Direction: Write out again the lines that begin with the one containing "Isolate checkered flag." and end with the one containing "[[462, 303, 680, 538], [163, 301, 348, 527]]", both included. Keep the requests unchanged, but shift every bounding box coordinate in the answers by adding 84.

Records from a collection:
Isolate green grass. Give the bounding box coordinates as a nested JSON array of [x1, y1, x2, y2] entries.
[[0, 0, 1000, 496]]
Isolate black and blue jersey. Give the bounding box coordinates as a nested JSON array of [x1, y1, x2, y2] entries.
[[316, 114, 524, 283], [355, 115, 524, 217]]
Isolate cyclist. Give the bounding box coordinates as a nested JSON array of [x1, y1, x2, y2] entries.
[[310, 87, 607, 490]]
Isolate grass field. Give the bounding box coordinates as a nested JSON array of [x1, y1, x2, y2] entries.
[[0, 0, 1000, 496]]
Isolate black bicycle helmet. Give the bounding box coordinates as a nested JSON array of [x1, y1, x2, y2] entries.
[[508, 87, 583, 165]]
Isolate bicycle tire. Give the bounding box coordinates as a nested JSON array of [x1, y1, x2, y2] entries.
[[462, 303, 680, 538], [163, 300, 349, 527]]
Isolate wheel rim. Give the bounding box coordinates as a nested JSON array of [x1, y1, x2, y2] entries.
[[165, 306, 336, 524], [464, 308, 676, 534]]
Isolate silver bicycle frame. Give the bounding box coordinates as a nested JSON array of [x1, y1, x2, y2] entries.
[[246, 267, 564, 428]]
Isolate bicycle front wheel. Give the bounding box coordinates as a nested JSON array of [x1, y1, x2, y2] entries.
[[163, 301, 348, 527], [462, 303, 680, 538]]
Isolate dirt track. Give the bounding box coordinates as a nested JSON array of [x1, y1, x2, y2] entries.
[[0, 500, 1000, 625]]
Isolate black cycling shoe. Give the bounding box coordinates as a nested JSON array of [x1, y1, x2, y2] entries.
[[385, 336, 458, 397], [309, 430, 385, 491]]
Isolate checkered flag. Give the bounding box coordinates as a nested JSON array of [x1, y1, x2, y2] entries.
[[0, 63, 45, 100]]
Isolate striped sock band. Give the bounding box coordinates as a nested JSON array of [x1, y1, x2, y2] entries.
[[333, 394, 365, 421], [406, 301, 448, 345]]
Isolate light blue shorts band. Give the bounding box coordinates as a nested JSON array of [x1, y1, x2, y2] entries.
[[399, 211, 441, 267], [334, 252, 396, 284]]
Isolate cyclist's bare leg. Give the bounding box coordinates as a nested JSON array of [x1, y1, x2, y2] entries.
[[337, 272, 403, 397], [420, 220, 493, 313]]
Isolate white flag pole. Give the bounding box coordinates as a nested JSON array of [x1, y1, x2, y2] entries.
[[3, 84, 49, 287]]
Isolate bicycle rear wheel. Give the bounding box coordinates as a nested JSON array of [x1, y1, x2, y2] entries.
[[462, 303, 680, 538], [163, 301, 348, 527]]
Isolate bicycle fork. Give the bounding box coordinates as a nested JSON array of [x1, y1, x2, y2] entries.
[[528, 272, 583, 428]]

Written solution:
Isolate checkered flag. Give the bounding box coordinates as a nested JSON array of [x1, y1, x2, y2] entries.
[[84, 147, 129, 184]]
Isolate striped sock band. Give the bounding box coordinates as a nested JSON array of [x1, y1, x2, y2] entries.
[[417, 478, 449, 505], [490, 385, 532, 429]]
Isolate light blue shorts band. Give the bounding box coordinates as a nested JSON array of [x1, y1, x2, y2] entries.
[[483, 295, 525, 351], [418, 336, 480, 368]]
Isolate cyclist's bare leg. Give the bounding box coordinates as a nested JSON array of [x1, y1, x2, y2] entries.
[[421, 356, 487, 481], [504, 304, 577, 397]]
Isolate white flag pole. Give the bounding box coordinates as a nested JSON array of [x1, y1, x2, y2] entries.
[[87, 168, 133, 371]]
Isolate bicycle rear wheel. Give the bounding box coordinates as a nested JSON array of [x1, y1, x2, y2] entries.
[[546, 387, 764, 622], [247, 385, 432, 611]]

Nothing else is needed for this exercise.